▸ **Stated exercise a**
Output the records from the line containing "Could you please outline every instance of the cloudy" through the end of the records, keeping every line exactly the same.
══ Source passage
Some looks are just condemned never to catch on. No one ever moshed to Haircut 100 in an Arran sweater. No one but the band ever turned up to a Super Furry Animals show in a panda outfit. Where are the clog-wearers who once followed New Model Army today? Are they now holistic chiropodists?

One of the main shames of today's pop bands is their lack of ridiculousness. Where once the likes of the Bay City Rollers and Duran Duran effortlessly looked like prats, yet were instantly recognisable, 2002's sorry bunch rarely stoop to such heights. S Club 7 (or 6, or whatever they are this week) are considerably less colourful than a breakaway in the Tour de France, although they probably bear a similar number of advertising slogans, while the current flavour of the month, Blue, dress like, and may yet become, apprentice electricians.

Thankfully, the stage has largely been spared the football top seen so often on Englishmen abroad, probably because they rarely come in black. Brighton and Hove Albion football club's heroic rise through the divisions in shirts bearing the logo "Skint" (after their sponsor, the local record company) is about as close as it gets.

Special-forces outfits notwithstanding, the old suit-and-tie remains on top. Even taken to its illogical extent (for example, Kraftwerk airbrushed to within a millimetre of their robotic lives), it's easily mimicked and shows a certain respect for the audience.

And, of course, the Hives could get into Annabel's if they wanted to dance the night away with Bryan Ferry. As they would say, you cannot.
════
══ Data excerpts
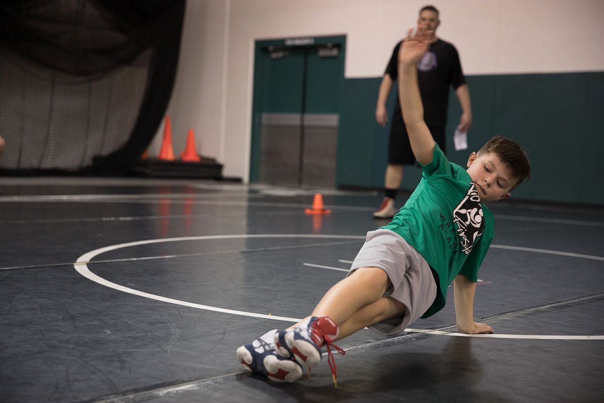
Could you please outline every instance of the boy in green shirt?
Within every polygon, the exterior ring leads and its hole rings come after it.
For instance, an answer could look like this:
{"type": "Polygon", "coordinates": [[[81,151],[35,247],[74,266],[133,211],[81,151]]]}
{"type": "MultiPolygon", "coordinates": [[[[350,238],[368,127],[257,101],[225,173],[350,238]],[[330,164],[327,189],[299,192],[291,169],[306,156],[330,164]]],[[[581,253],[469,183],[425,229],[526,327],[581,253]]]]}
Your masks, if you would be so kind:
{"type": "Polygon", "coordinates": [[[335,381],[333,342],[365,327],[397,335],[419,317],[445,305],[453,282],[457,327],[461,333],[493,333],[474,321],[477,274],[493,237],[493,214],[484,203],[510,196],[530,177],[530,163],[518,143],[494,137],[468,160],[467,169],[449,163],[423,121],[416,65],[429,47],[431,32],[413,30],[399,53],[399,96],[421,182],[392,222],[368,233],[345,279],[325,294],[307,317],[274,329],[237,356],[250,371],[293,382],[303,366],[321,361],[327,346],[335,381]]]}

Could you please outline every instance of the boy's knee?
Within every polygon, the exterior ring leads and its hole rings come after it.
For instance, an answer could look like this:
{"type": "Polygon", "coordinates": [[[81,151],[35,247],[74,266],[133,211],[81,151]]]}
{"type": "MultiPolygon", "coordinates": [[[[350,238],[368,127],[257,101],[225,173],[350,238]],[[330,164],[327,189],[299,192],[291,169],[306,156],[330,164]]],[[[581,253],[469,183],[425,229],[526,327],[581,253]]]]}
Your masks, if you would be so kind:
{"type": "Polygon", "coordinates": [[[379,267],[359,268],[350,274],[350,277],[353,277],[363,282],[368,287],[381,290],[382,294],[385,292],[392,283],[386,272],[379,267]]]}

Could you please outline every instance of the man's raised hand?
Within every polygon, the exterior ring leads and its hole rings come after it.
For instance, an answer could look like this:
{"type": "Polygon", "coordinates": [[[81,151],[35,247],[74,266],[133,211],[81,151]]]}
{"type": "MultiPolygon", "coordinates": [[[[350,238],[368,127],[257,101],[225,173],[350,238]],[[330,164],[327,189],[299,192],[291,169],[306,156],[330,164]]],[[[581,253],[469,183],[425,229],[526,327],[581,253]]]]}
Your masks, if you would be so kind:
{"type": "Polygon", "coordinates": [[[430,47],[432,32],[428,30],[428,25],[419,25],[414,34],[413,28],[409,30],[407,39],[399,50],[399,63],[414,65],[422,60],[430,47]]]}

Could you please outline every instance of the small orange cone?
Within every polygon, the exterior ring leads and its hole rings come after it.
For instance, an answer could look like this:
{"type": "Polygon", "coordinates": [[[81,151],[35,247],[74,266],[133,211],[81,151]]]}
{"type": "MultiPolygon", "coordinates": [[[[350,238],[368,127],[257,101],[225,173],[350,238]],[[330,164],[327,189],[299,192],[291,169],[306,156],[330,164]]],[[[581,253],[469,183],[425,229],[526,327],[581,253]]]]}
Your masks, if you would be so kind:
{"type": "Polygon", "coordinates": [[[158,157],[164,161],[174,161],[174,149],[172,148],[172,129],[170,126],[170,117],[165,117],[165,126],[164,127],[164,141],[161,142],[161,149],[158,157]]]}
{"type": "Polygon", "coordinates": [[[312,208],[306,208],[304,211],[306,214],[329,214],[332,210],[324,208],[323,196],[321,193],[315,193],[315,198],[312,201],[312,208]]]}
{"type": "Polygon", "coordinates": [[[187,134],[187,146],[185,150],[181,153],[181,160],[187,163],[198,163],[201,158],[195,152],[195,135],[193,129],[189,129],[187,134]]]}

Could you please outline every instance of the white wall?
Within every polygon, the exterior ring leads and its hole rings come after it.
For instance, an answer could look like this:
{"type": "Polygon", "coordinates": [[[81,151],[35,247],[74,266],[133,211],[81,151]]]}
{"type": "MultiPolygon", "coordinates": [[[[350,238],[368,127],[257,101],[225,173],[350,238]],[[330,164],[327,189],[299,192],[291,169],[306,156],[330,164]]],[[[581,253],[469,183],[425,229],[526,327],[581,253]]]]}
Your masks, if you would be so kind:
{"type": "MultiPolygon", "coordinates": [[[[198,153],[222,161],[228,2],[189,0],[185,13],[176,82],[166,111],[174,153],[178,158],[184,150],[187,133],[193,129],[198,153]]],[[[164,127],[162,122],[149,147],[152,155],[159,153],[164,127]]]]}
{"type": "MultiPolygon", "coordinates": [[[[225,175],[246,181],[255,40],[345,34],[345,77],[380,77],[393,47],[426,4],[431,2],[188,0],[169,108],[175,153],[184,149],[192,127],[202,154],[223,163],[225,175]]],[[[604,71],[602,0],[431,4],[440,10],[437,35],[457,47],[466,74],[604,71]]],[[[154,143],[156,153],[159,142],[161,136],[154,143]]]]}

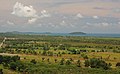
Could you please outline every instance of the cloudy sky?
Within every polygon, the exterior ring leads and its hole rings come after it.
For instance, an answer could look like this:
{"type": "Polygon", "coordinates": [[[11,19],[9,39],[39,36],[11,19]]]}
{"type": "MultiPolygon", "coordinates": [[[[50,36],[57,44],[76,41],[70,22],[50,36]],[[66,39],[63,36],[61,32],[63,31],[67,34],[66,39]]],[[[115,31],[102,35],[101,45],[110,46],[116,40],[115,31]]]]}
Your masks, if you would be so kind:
════
▸ **Stated exercise b**
Update the piece on pop band clothing from "One of the main" to "as it gets." by replacing "apprentice electricians" with "trainee plumbers", and give that stretch again.

▸ **Answer a**
Could you please outline every instance of the cloudy sky?
Within every polygon, the exterior ring leads and its hole rings come after it.
For instance, an answer could look like this:
{"type": "Polygon", "coordinates": [[[11,19],[9,39],[39,36],[11,19]]]}
{"type": "MultiPolygon", "coordinates": [[[[50,36],[57,44],[76,41],[70,22],[50,36]],[[66,39],[63,36],[61,32],[63,31],[67,34],[66,39]]],[[[115,31],[102,35],[101,45],[110,46],[116,40],[115,31]]]]}
Your masks, if you would be so kind:

▸ **Answer b**
One of the main shames of today's pop bands is their lack of ridiculousness. Where once the likes of the Bay City Rollers and Duran Duran effortlessly looked like prats, yet were instantly recognisable, 2002's sorry bunch rarely stoop to such heights. S Club 7 (or 6, or whatever they are this week) are considerably less colourful than a breakaway in the Tour de France, although they probably bear a similar number of advertising slogans, while the current flavour of the month, Blue, dress like, and may yet become, trainee plumbers.

Thankfully, the stage has largely been spared the football top seen so often on Englishmen abroad, probably because they rarely come in black. Brighton and Hove Albion football club's heroic rise through the divisions in shirts bearing the logo "Skint" (after their sponsor, the local record company) is about as close as it gets.